Please list every course of action in the email excerpt below that is introduced with "we should" or "we could".

» Excerpt to read
######
Yeah that is exactly the stuff which doesn't works at all. We got
feedback for multiple people that this whole approach of tying the job
to the tdr was not a good idea at all.
What we should do instead is to have a pointer in the scheduler fence to
which job it belongs. Freeing up the job when the scheduler fence is
signaled is then job of the driver and not the scheduler any more.
The scheduler then gives the scheduler fence to the driver when a
timeout is detected and the driver can do the rest of the handling all
by itself.
But this problem is orthogonal to the suggested solution here.
do you have a better solution or idea we review it as another
candidate RFC ?
I don't see much other option either. We could do something like only
allowing one application at a time to use the gfx/compute block, but
that would be even worse.
If we do this we should probably make it configurable as a module parameter.
Regards,
Christian.
Am 26.02.21 um 12:57 schrieb Liu, Monk:
[AMD Official Use Only - Internal Distribution Only]
static void drm_sched_job_timedout(struct work_struct *work)
######
» Given information
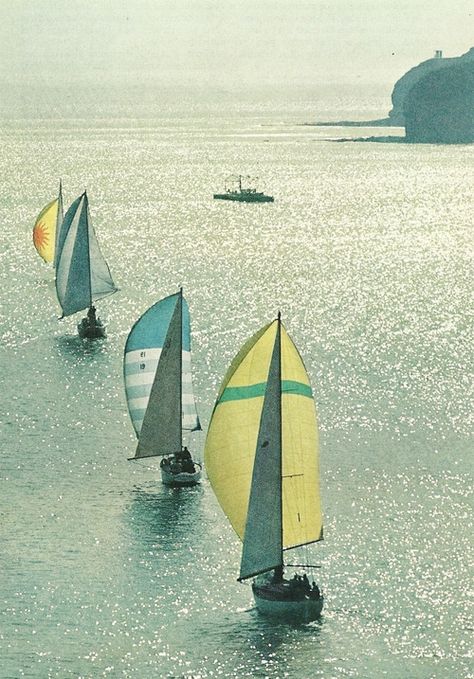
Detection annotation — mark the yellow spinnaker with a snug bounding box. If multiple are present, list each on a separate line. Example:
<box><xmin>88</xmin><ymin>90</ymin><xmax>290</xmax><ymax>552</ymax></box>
<box><xmin>33</xmin><ymin>198</ymin><xmax>59</xmax><ymax>262</ymax></box>
<box><xmin>204</xmin><ymin>321</ymin><xmax>322</xmax><ymax>549</ymax></box>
######
» Answer for the task
- Have a pointer in the scheduler fence to which job it belongs.
- Allow only one application at a time to use the gfx/compute block.
- Make it configurable as a module parameter.